* **What the exercise asks**: Which lines of the listing below contain the word "steel"? Copy each of them in full.

+++++

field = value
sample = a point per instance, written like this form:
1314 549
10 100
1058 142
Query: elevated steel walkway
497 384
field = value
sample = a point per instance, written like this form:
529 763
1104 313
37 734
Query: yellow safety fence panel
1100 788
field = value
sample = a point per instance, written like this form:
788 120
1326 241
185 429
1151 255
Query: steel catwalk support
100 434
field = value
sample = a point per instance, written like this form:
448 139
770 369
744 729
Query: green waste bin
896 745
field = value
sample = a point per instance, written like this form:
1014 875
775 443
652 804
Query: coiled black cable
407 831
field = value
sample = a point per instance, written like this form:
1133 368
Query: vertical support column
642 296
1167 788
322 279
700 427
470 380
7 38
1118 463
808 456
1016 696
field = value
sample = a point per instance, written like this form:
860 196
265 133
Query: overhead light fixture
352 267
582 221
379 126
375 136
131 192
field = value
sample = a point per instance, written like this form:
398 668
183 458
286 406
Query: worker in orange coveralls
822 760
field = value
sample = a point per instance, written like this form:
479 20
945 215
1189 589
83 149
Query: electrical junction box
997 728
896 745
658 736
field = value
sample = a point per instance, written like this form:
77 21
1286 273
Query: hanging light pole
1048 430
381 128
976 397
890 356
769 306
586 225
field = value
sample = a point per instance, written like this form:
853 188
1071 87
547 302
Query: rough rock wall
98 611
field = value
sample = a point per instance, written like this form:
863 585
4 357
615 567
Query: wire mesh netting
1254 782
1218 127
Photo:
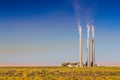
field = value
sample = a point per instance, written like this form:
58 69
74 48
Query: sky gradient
45 31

+++++

* **Final result**:
Query: elevated steel walkway
Query: steel catwalk support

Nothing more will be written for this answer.